[[ MATERIAL FOR THIS TASK, beginning ]]

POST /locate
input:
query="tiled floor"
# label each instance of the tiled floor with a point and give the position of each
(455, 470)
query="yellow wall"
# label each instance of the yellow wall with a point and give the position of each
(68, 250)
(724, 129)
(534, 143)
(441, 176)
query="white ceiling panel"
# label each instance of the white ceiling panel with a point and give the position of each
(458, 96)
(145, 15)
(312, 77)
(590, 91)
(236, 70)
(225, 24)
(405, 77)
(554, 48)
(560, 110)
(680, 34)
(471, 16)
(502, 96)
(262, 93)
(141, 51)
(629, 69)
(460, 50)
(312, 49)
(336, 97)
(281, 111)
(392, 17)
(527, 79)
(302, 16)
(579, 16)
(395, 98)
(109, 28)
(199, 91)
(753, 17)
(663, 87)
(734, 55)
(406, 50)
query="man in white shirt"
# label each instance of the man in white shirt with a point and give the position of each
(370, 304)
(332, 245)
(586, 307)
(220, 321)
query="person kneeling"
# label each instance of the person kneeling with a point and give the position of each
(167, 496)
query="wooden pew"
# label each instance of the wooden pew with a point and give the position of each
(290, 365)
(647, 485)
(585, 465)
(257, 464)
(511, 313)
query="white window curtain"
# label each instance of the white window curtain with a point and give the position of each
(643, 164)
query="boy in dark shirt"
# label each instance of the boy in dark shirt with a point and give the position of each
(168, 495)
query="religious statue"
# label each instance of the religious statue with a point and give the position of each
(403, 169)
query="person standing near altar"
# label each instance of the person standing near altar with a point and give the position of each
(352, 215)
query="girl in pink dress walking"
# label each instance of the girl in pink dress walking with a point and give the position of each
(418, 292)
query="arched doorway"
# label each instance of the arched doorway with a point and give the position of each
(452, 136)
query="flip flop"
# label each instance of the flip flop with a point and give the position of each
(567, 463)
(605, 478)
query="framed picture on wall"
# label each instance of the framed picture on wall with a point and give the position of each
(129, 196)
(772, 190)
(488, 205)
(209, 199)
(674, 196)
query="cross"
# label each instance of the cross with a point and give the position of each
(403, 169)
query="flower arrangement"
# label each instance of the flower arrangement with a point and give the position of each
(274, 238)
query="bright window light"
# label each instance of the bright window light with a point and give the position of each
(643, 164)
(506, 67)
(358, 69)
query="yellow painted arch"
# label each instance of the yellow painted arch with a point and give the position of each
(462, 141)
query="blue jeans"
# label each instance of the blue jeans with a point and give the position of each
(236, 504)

[[ MATERIAL FOR THIS TASK, end ]]

EXERCISE PROMPT: Each line above should be duplicated without any alteration.

EXERCISE ANSWER:
POST /locate
input:
query="tiled floor"
# label each instance of the tiled floor with a point and give the position of each
(455, 470)
query="yellow wall"
# label each instance of the yellow wall with a point and give the position of each
(68, 250)
(724, 129)
(534, 143)
(441, 176)
query="white ceiling panel"
# label each instance of the white ceiling panel with a point and give the position of each
(458, 96)
(145, 15)
(312, 77)
(590, 91)
(236, 70)
(225, 24)
(405, 77)
(554, 48)
(560, 110)
(680, 34)
(471, 16)
(502, 96)
(262, 93)
(141, 51)
(629, 69)
(460, 50)
(312, 49)
(336, 97)
(281, 111)
(392, 17)
(527, 79)
(302, 16)
(579, 16)
(395, 98)
(109, 28)
(199, 91)
(753, 17)
(663, 87)
(734, 55)
(406, 50)
query="man in white shirt"
# label each instance of the man in white shirt with a point and give the position of each
(370, 304)
(332, 245)
(586, 307)
(220, 321)
query="person kneeling"
# label each instance of the person kneeling with a point and give the position of each
(167, 496)
query="wooden pew"
# label each instance of the wooden pew with a point and give the position of each
(290, 365)
(647, 485)
(585, 465)
(257, 464)
(511, 313)
query="white window curtain"
# label each instance of the white window curtain with a point and give the position of each
(643, 164)
query="boy in dark shirt"
# label each instance of the boy in dark shirt with a point and give the position of each
(168, 495)
query="religious statue"
# label each instance of the religious statue with a point and give the position of each
(403, 169)
query="person standing near altar"
# label each instance of the person standing near altar with a point and give the position of each
(352, 215)
query="girl in pink dress walking"
# label each instance of the girl in pink dress walking with a point and give the position of each
(418, 292)
query="arched doorway"
# label each instance of the arched doorway with a point and give the position of each
(452, 136)
query="flip flop"
# label each instance of the flip flop with a point and give the position of each
(567, 463)
(605, 478)
query="framed picture on wall"
# label each instance of the framed picture on wall with a point and give the position of each
(129, 196)
(772, 190)
(488, 205)
(209, 199)
(674, 196)
query="cross"
# label each instance of the cross with a point and give the position of each
(403, 169)
query="flower arrangement"
# label each instance of the flower arrangement with a point and give the position of each
(274, 238)
query="bright window light"
# label each instance of the bright window light with a point and give the position of each
(643, 164)
(506, 67)
(358, 69)
query="yellow painted arch"
# label each instance of the yellow painted arch with a point and give the position of each
(462, 141)
query="blue jeans"
# label each instance of the blue jeans with a point and give the position of each
(236, 504)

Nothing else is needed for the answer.